*GIVEN REQUEST*.
Rescale the part of the items that runs from their start through the line containing "576, 169, 686, 244", both ends included. Reproduce every line, request lines unchanged, but multiply each bounding-box coordinate in the answers by 0.3 and round to whole numbers, with halves rounded up.

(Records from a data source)
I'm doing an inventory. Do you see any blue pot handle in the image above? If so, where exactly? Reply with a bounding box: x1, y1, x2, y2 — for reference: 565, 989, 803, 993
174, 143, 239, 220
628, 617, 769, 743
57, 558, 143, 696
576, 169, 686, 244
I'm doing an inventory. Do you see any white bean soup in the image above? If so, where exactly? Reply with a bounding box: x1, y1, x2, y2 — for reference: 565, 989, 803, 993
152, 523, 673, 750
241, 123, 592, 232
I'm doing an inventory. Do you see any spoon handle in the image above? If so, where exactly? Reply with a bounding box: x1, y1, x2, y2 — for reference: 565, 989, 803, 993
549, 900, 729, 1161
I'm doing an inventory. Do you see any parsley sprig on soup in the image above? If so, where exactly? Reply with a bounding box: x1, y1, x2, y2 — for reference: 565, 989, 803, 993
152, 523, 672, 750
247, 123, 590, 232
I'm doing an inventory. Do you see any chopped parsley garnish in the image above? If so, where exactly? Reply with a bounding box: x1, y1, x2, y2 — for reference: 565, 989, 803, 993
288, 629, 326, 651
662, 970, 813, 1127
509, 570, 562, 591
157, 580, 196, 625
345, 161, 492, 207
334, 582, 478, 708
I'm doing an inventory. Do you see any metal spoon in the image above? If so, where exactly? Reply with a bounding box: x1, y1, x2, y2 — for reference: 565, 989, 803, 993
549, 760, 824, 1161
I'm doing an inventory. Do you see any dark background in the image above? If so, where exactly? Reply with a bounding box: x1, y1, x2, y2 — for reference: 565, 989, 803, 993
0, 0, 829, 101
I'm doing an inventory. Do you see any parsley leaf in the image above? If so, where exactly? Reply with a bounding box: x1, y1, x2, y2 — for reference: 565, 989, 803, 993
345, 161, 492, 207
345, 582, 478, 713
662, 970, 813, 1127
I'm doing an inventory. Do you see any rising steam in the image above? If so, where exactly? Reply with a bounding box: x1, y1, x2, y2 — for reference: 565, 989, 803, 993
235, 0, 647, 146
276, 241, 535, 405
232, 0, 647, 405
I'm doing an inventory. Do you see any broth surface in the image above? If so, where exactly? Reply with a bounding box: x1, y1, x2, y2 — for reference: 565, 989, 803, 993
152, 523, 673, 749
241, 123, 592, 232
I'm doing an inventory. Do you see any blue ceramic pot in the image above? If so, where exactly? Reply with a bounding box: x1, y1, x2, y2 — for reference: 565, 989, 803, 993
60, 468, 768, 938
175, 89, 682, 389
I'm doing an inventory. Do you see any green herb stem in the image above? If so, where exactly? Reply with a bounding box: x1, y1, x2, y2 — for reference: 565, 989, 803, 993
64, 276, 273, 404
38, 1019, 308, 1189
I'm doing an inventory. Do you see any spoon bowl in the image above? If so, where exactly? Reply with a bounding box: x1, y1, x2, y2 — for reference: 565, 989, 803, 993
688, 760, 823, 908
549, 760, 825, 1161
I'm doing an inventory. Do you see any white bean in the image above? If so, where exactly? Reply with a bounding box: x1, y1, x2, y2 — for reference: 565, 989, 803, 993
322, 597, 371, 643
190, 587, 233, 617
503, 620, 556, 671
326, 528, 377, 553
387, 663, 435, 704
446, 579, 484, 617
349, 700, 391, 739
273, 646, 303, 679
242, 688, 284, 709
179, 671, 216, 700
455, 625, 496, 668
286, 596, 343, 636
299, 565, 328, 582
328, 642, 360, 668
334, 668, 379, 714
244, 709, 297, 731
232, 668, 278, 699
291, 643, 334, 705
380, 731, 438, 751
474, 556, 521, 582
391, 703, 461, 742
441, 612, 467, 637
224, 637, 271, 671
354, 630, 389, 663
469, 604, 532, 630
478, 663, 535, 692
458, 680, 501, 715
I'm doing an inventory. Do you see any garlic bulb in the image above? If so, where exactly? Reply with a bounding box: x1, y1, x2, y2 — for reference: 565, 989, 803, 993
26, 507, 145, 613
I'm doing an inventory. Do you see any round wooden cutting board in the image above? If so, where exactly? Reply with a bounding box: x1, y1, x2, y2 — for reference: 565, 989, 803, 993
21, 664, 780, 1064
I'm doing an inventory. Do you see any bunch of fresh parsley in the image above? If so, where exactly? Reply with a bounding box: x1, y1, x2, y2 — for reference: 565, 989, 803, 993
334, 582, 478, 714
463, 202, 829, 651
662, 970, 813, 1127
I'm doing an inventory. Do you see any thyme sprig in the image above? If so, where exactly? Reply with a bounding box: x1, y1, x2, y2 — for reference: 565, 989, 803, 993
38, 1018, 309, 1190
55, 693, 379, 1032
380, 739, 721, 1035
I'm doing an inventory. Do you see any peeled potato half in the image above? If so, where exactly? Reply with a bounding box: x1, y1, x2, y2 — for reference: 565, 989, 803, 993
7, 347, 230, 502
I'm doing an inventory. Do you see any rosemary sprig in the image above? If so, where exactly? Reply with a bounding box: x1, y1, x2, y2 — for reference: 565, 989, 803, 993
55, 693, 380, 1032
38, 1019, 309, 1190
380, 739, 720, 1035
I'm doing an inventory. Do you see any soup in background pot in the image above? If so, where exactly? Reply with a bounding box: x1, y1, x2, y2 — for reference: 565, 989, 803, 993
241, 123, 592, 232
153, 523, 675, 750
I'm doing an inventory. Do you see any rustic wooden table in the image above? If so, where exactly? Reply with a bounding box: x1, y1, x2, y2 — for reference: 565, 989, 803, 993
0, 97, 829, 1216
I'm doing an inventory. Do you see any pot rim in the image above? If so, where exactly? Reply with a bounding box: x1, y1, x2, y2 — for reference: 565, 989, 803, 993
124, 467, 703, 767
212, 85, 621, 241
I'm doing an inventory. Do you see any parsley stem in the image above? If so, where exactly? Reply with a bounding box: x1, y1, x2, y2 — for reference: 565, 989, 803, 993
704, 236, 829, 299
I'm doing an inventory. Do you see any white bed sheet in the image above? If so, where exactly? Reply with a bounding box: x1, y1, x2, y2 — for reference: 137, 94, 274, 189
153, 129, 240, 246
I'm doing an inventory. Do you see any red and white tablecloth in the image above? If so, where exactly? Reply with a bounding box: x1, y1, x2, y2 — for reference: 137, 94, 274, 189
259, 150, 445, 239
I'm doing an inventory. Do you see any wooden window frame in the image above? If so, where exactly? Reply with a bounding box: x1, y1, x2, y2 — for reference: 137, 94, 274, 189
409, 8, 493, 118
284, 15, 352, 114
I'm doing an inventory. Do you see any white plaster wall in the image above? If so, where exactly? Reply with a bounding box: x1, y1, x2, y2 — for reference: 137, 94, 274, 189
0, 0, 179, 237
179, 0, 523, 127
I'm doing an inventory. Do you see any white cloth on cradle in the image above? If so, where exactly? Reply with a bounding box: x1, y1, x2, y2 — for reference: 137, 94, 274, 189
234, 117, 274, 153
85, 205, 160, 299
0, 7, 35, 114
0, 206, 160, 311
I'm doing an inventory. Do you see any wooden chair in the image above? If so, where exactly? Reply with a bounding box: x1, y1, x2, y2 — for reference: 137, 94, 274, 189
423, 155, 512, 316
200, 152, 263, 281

*RESULT OF THIS EXERCISE*.
I'm doing an inventory. Do you see any blue pot handle in the image above? If so, where exactly? Reply with a bounding box: x1, y1, x2, y2 — for reference: 565, 989, 803, 993
52, 43, 72, 66
188, 185, 231, 223
17, 167, 43, 209
173, 51, 206, 73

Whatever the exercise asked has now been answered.